MATERIAL SHOWN start

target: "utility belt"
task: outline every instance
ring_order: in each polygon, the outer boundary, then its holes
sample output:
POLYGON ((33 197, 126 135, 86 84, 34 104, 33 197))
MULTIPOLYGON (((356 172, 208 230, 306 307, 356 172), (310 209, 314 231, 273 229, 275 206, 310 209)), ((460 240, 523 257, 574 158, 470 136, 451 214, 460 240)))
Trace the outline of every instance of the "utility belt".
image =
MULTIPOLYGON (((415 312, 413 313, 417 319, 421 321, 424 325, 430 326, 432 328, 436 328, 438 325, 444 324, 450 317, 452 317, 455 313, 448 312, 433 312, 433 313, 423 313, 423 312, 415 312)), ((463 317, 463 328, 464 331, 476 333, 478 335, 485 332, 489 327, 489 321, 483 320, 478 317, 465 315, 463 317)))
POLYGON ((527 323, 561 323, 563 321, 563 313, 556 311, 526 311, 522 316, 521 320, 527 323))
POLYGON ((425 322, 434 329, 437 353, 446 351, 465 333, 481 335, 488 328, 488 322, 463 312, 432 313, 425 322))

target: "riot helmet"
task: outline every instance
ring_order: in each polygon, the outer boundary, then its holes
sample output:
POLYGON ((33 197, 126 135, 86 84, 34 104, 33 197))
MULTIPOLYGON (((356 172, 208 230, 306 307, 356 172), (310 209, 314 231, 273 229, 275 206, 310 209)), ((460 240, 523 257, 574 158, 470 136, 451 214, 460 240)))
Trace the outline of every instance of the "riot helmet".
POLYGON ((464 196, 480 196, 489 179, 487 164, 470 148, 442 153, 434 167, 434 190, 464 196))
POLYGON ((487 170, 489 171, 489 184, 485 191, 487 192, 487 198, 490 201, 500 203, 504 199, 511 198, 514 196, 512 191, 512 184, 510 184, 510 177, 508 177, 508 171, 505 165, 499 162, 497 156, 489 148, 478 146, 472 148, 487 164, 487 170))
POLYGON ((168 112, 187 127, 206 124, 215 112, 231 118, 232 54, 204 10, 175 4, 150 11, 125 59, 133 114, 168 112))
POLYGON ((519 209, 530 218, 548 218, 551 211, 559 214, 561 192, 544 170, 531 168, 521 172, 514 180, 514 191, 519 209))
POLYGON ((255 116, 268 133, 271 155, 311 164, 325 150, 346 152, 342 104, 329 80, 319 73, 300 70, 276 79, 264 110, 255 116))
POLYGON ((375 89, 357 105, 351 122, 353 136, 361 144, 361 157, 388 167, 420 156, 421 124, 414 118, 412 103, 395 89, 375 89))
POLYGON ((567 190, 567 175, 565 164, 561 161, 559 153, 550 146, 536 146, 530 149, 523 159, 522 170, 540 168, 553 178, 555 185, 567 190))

MATERIAL SHOWN end

→ **GOAL**:
Please convert the records above into a JSON array of strings, with one string per line and no blank lines.

→ **THE COMPLETED TASK**:
[
  "target: \"utility belt\"",
  "task: outline every instance",
  "ring_order: in each polygon, the outer boundary, then its holes",
  "sample output:",
  "POLYGON ((33 197, 126 135, 86 84, 34 104, 33 197))",
  "MULTIPOLYGON (((356 172, 208 230, 306 307, 356 172), (310 209, 314 231, 273 229, 275 206, 310 209)), ((460 240, 523 257, 574 158, 470 136, 451 214, 460 240)))",
  "Trace the outline of every instance of the \"utility belt\".",
  "image =",
  "MULTIPOLYGON (((415 312, 413 313, 417 319, 421 321, 424 325, 430 326, 432 328, 436 328, 438 325, 444 324, 450 317, 452 317, 455 313, 448 312, 433 312, 433 313, 423 313, 423 312, 415 312)), ((463 317, 463 328, 464 331, 476 333, 478 335, 485 332, 489 327, 489 321, 483 320, 478 317, 465 315, 463 317)))",
  "POLYGON ((527 323, 561 323, 563 321, 563 313, 556 311, 526 311, 522 316, 521 320, 527 323))",
  "POLYGON ((425 322, 434 329, 437 353, 446 351, 465 333, 481 335, 488 328, 488 322, 463 312, 432 313, 425 322))",
  "target: \"riot helmet\"",
  "task: outline every instance",
  "ring_order: in each polygon, the outer boundary, then its holes",
  "sample output:",
  "POLYGON ((33 197, 126 135, 86 84, 34 104, 33 197))",
  "MULTIPOLYGON (((356 172, 208 230, 306 307, 356 172), (310 209, 314 231, 273 229, 275 206, 310 209)), ((460 240, 523 257, 574 158, 470 136, 451 214, 460 240)))",
  "Trace the outline of every instance of the \"riot helmet\".",
  "POLYGON ((464 196, 480 196, 489 179, 487 164, 470 148, 442 153, 434 167, 434 190, 464 196))",
  "POLYGON ((487 170, 489 171, 489 184, 485 191, 487 192, 487 198, 490 201, 500 203, 504 199, 511 198, 514 196, 512 191, 512 184, 510 184, 510 177, 508 177, 508 171, 505 165, 499 162, 497 156, 489 148, 478 146, 472 148, 487 164, 487 170))",
  "POLYGON ((168 112, 187 127, 206 124, 215 112, 231 118, 232 54, 204 10, 175 4, 150 11, 125 59, 133 114, 168 112))",
  "POLYGON ((519 209, 530 218, 548 218, 551 211, 559 214, 561 192, 544 170, 531 168, 521 172, 514 180, 514 191, 519 209))",
  "POLYGON ((255 116, 268 133, 271 155, 311 164, 325 150, 346 152, 342 104, 329 80, 319 73, 300 70, 276 79, 264 110, 255 116))",
  "POLYGON ((375 89, 357 105, 351 122, 353 136, 361 144, 361 157, 388 167, 420 156, 421 124, 414 118, 412 103, 395 89, 375 89))",
  "POLYGON ((567 190, 567 175, 565 164, 561 161, 559 153, 550 146, 536 146, 530 149, 523 159, 522 170, 540 168, 553 178, 555 185, 567 190))"
]